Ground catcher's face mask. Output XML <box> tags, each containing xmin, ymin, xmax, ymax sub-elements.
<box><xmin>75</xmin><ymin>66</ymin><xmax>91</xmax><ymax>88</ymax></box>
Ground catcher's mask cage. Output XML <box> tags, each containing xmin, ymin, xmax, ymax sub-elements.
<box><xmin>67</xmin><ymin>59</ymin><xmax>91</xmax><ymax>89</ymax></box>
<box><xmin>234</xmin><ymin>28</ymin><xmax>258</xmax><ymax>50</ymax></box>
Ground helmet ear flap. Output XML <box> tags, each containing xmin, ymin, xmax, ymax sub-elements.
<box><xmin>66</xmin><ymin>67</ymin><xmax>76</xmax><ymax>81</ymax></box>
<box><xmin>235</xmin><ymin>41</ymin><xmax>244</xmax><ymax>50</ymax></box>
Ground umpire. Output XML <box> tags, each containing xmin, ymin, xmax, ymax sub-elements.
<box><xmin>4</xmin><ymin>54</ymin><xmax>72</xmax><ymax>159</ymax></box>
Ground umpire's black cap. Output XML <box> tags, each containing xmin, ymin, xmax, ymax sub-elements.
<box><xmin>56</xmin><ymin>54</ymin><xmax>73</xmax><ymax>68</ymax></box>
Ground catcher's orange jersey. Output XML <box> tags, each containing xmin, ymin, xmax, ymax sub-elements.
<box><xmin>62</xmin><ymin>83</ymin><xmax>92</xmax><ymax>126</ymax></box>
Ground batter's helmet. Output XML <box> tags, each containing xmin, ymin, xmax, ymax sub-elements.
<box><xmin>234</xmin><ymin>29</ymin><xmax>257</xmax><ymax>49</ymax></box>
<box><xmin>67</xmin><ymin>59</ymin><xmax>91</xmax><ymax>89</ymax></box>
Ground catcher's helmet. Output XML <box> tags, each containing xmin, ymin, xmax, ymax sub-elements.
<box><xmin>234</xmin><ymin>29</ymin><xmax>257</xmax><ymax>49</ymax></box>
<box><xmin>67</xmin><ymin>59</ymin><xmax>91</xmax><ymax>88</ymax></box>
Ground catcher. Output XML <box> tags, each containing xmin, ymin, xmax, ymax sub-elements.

________________

Could you copy exactly the lines from the one containing "Ground umpire's black" through the end of the records above, and nothing more?

Solved problem:
Ground umpire's black cap. Output XML <box> tags, each containing xmin, ymin, xmax, ymax sub-elements.
<box><xmin>56</xmin><ymin>54</ymin><xmax>73</xmax><ymax>68</ymax></box>
Ground catcher's orange jersey. Output XML <box> tags, each containing xmin, ymin, xmax, ymax sub-elements.
<box><xmin>62</xmin><ymin>83</ymin><xmax>92</xmax><ymax>126</ymax></box>
Ground batter's helmet. Output XML <box> tags, each containing xmin, ymin, xmax, ymax sub-elements.
<box><xmin>234</xmin><ymin>29</ymin><xmax>257</xmax><ymax>49</ymax></box>
<box><xmin>67</xmin><ymin>59</ymin><xmax>91</xmax><ymax>89</ymax></box>
Ground catcher's helmet. Output XML <box> tags, each containing xmin, ymin, xmax, ymax sub-elements.
<box><xmin>234</xmin><ymin>29</ymin><xmax>257</xmax><ymax>49</ymax></box>
<box><xmin>67</xmin><ymin>59</ymin><xmax>91</xmax><ymax>88</ymax></box>
Ground catcher. Output XML <box> tags, each containing xmin, ymin, xmax, ymax sub-elements.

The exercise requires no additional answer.